◆ DIRECTIVE ◆
Write out every line of the data below word for word, in the same order.

◆ Collected data ◆
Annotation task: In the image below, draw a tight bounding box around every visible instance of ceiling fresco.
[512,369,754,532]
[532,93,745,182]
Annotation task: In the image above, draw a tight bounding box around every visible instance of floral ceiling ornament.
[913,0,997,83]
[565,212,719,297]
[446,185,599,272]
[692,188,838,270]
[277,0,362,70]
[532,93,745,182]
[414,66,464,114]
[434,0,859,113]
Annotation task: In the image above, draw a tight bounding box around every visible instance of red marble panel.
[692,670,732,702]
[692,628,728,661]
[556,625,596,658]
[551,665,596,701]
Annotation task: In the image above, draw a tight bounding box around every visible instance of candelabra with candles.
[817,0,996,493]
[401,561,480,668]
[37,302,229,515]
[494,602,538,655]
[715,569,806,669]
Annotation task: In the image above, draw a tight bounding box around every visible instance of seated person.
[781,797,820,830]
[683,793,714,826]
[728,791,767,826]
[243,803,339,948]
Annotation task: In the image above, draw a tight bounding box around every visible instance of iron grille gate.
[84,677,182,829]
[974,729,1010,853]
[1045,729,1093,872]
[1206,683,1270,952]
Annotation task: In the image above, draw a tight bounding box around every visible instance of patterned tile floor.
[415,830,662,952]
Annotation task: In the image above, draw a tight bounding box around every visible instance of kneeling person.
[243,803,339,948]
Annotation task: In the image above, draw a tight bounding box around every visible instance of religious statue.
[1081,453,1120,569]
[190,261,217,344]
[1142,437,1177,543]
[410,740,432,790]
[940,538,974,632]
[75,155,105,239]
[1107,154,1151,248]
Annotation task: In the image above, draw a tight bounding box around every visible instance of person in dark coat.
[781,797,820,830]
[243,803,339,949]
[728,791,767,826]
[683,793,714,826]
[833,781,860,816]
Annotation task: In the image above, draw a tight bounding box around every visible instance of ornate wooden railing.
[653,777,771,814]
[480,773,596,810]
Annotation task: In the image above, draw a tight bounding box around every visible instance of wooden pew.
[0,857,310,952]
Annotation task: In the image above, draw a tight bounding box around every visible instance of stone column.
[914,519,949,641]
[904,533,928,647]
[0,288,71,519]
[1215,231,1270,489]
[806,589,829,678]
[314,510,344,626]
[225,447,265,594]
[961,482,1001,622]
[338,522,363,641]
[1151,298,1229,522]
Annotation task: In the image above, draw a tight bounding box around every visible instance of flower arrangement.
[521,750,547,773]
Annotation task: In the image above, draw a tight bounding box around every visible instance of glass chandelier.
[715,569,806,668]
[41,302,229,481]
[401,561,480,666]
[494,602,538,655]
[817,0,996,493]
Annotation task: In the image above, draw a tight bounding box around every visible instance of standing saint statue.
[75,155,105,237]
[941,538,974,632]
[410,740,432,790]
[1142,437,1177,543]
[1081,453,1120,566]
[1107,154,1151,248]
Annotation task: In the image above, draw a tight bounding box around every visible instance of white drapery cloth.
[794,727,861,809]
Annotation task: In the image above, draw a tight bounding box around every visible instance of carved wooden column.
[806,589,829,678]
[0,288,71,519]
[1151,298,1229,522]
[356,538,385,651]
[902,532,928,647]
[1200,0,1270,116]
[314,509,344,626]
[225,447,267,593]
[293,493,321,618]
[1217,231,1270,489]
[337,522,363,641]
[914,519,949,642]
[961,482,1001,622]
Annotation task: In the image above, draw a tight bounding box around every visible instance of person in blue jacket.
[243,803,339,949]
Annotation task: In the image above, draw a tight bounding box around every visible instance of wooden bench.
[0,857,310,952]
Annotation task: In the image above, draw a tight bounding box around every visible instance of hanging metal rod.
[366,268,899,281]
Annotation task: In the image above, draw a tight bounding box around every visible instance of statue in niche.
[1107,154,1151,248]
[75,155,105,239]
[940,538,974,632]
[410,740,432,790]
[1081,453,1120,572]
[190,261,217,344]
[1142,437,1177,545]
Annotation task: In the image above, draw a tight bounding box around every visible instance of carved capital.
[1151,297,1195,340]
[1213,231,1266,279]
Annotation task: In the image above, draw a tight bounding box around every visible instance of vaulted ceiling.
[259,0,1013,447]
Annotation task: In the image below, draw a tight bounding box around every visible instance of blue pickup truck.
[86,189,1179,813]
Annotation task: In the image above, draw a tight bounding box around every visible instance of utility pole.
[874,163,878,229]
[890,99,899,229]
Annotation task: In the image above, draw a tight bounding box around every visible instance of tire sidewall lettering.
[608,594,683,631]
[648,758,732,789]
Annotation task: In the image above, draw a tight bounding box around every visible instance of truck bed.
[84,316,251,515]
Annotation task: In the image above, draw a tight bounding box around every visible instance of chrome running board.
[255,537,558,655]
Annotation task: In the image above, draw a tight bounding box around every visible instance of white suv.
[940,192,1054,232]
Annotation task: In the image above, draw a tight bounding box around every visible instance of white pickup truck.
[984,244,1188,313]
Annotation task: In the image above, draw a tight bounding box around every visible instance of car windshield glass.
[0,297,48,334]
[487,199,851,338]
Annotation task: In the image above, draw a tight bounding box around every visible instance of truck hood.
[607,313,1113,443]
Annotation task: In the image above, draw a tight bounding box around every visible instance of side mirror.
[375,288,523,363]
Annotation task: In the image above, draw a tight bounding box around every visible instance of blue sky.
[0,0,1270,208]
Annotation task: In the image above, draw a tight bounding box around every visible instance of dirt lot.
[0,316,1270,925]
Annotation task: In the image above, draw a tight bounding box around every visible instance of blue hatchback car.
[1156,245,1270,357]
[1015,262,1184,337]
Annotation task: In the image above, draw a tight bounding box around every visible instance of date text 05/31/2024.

◆ EXERCISE OUTPUT ◆
Annotation task: In the image below, draw a tight bounding box around every visible instance of ceiling fresco.
[512,369,754,532]
[532,93,745,182]
Annotation task: In the image above, draw a tight bounding box around every visible instance of floral ceiling ornament.
[913,0,997,83]
[565,212,719,297]
[446,185,599,272]
[692,188,838,270]
[277,0,362,70]
[532,93,745,182]
[414,66,464,114]
[434,0,859,113]
Annotation task: In the image above, draw a tight bounding box around every visible instance of red marble panel.
[692,670,732,702]
[692,628,728,661]
[556,625,596,658]
[551,665,596,701]
Annotation task: In the image above, draw a tight bounding box around every visible instance of candelabra with candles.
[817,0,996,493]
[401,561,480,668]
[37,302,229,515]
[494,602,538,655]
[715,569,806,669]
Annotation task: In the image above, draw a tight bounding box around every visible instance of seated person.
[781,797,820,830]
[683,793,714,826]
[728,791,767,826]
[243,803,339,948]
Annotation task: In the image above, draw a tight bounding box around every visible instance of iron grille gate.
[84,677,182,829]
[974,729,1010,853]
[1045,729,1093,872]
[1206,683,1270,952]
Annotation task: In the image above, draw a tight bounding box around every visible instance of patterned tile floor.
[415,830,662,952]
Annotation task: In the image above, draw a tight bounding box around every visible instance of kneeling person.
[243,803,339,948]
Annotation task: In the image above, draw a tight bounding box around every visible instance of religious statue.
[1081,453,1120,569]
[190,261,217,344]
[1142,437,1177,543]
[410,740,432,790]
[940,538,974,632]
[75,155,105,239]
[1107,154,1151,248]
Annotation task: In the image above, draw a tight bounding box around every visible instance of person in dark coat.
[781,797,820,830]
[243,803,339,949]
[728,791,767,826]
[683,793,714,826]
[833,781,860,816]
Annotation task: In the image above, draw a tight bounding box around every visible instance of ornate wooden railing.
[653,777,771,814]
[480,773,596,810]
Annotation task: In the image above, draw a tight bounding box around every visible instance of wooden pew.
[0,857,310,952]
Annotation task: In the image above, draw a tight bounding box around every visible instance of stone column.
[914,519,949,641]
[904,533,928,647]
[0,288,71,519]
[1215,231,1270,489]
[806,589,829,678]
[314,510,344,626]
[225,447,265,594]
[961,482,1001,622]
[338,522,363,641]
[1151,298,1229,522]
Annotation task: In the image above, draw a tight bounding box around every visible instance of flower arrangement.
[521,750,547,773]
Annotation task: In the image above, draw a tight bounding box around every visible instance of glass chandelier.
[715,569,806,668]
[41,302,229,481]
[401,561,480,666]
[494,602,538,655]
[817,0,996,493]
Annotation task: In the image above, draw a tight bounding box around every visible instance of standing saint statue.
[75,155,105,237]
[941,538,974,632]
[410,740,432,790]
[1142,437,1177,543]
[1081,453,1120,566]
[1107,154,1151,248]
Annotation task: In the image above, draw a tight bounding box around every visible instance of white drapery cloth.
[794,727,861,809]
Annotation task: In the image above, draw a tight bounding box around every visible instance of carved wooden column.
[806,589,829,678]
[0,288,71,519]
[1151,298,1229,522]
[356,538,385,651]
[902,532,928,647]
[1200,0,1270,116]
[314,509,344,626]
[225,447,267,593]
[293,493,321,618]
[1217,231,1270,489]
[337,522,363,641]
[914,519,949,642]
[961,482,1001,622]
Annotation task: In the image above, draw a tight bounding box around every visible instance of person in blue jacket.
[243,803,339,949]
Annotation task: In the image above, draw a tight bounding box around every visible instance of wooden bench.
[0,857,310,952]
Annotation task: In the image above, draw a tight bounding box around every visible instance of hanging metal rod.
[366,268,899,281]
Annotation task: In the image above, draw a tight bounding box around every visible instance of statue in niche.
[1107,154,1151,248]
[75,155,105,239]
[940,538,974,632]
[410,740,432,790]
[1081,453,1120,572]
[190,261,217,344]
[1142,437,1177,545]
Annotation task: In the image above, draw a tight bounding box around every visible instance of carved capital.
[1151,297,1195,340]
[1213,231,1266,279]
Annotation task: In the image above, draw a tight bounding box around every visible instance of vaulted ceiling.
[259,0,1013,447]
Annotation task: In the image below, draw a tight bounding box around every visible instance of blue pickup truck.
[86,189,1179,813]
Annotation task: In the image above, draw a tight bounding box around every visible instance of utility pole.
[874,163,878,229]
[890,99,899,229]
Annotation task: In the image above, draw a tight bounding box around every visible instance of tire sidewall lettering.
[608,594,683,631]
[648,758,732,789]
Annotation task: In the image above, draw a tight bounding box around every visible instance of truck bed.
[84,316,251,515]
Annotation task: In the image above, draw a tight bounding box around every visible instance of chrome running board.
[255,537,558,655]
Annotation task: In the image above, draw a tight bounding box around every visible instance of white suv.
[940,192,1054,232]
Annotation task: In the image above, draw a tight bounding box around every visible instance of white pickup truck.
[984,244,1188,313]
Annotation task: In the image above, draw a tight bounding box around every visible instance of car windshield glass.
[0,297,48,334]
[487,199,851,338]
Annotation task: In the image above, draw a tight bounding box around every visible instance of truck hood.
[607,313,1113,443]
Annotation task: In the image above, draw a tight bounding box around every visible instance of side mirror.
[375,288,523,363]
Annotation task: In the image above, draw a tight bounding box around every visible instance of blue sky.
[0,0,1270,208]
Annotation task: In the image above, draw a tight bounding box around every visible instance of dirt lot.
[0,316,1270,925]
Annotation task: In the image above, draw a tight bounding box around every visible instance of blue hatchback car.
[1156,245,1270,357]
[1015,262,1184,337]
Annotation task: In the image above, draw a tight bounding box around every visible instance of date text 05/31/2024.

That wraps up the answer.